# Information supplied
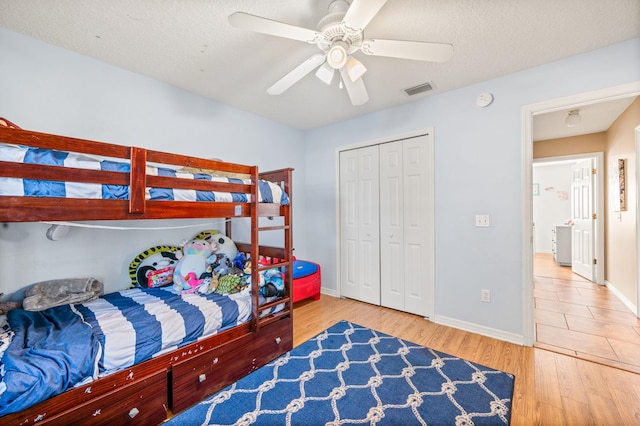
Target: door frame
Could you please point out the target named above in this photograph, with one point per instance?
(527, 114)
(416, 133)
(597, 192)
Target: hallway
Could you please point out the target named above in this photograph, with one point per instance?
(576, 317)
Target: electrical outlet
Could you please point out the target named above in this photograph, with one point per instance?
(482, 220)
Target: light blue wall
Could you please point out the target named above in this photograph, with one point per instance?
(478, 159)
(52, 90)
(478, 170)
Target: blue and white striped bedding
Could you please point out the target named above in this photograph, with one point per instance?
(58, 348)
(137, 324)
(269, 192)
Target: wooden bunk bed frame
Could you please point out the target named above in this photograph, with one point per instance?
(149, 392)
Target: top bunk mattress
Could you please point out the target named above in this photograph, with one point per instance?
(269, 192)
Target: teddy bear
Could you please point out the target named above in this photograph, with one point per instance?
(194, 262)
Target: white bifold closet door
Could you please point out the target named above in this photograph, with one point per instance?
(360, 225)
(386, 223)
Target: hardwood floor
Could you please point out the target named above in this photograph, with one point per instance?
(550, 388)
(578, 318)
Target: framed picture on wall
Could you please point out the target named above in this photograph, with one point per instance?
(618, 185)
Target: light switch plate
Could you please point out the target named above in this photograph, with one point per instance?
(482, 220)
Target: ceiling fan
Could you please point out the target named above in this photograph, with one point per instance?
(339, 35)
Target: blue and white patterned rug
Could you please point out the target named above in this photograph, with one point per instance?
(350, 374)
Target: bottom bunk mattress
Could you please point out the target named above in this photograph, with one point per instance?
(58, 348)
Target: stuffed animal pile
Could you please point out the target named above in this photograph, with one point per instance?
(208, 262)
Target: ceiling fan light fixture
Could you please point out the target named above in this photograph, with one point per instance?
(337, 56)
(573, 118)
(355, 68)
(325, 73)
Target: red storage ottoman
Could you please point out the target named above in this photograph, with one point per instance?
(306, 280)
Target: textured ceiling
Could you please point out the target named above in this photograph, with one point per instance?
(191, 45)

# Required work
Your copy should match the listing exactly, apart from the pictures it leaves out.

# Exercise result
Target: door frame
Could you please point out the target named above in this photograph, with one point per instance?
(527, 114)
(416, 133)
(597, 192)
Target: hallway
Could you please point out the target named above in this photograph, with one point per instance?
(576, 317)
Target: electrical outlet
Could you please point out the target named above in this photograph, with one point per instance?
(482, 220)
Target: light blue wall
Could you please point out the target named above in this photograph, with one point per instance?
(478, 159)
(52, 90)
(478, 170)
Target: blue and white striped bedding
Could you please point out the target named above in this photograph, with one point per instance?
(58, 348)
(137, 324)
(269, 192)
Target: wooden bunk bed frame
Could you please point out the target named above in this photograph, with one point per instance?
(149, 392)
Target: top bunk mattress
Could you please point out the target named above in this photograph, with one point per instance?
(269, 192)
Target: teddy bear
Could you please point out the target named above in this photograph, with one point per instance?
(194, 262)
Target: white bifold closet door
Could you please point out the target named above in this photograph, with one point per instance?
(360, 225)
(386, 223)
Target: hardwood floor
Could you please point out the target named above in this photograph, with one point per instance?
(550, 388)
(578, 318)
Target: framed picture on wall
Could you please point out the target named above in this photograph, with one point per instance?
(618, 185)
Target: light switch plate
Could you please point out the target named above in this photograph, with one point per instance?
(482, 220)
Target: ceiling fan
Could you please point out the target named above in this photograph, with one point per instance?
(339, 35)
Target: blue and white patterned rug
Could you please point out the target named above in this photograph, with one point per instance?
(350, 374)
Target: bottom bunk mattress
Could you please point out the target named above in this photograph, with one point per instance?
(58, 348)
Target: stuffed animal pile
Could you please point out the target named above in this photograph, with one point per instance?
(208, 262)
Target: ceiling fan light fixture
Could you please point out the target named above in this photograph, with one point per instance?
(337, 56)
(573, 118)
(355, 68)
(325, 73)
Target: red storage ottoman
Could you please point out the target named above in this photograph, with one point per instance?
(306, 280)
Target: textured ceiling
Could you please point out the target named above in this photograph, with one point per instance?
(191, 45)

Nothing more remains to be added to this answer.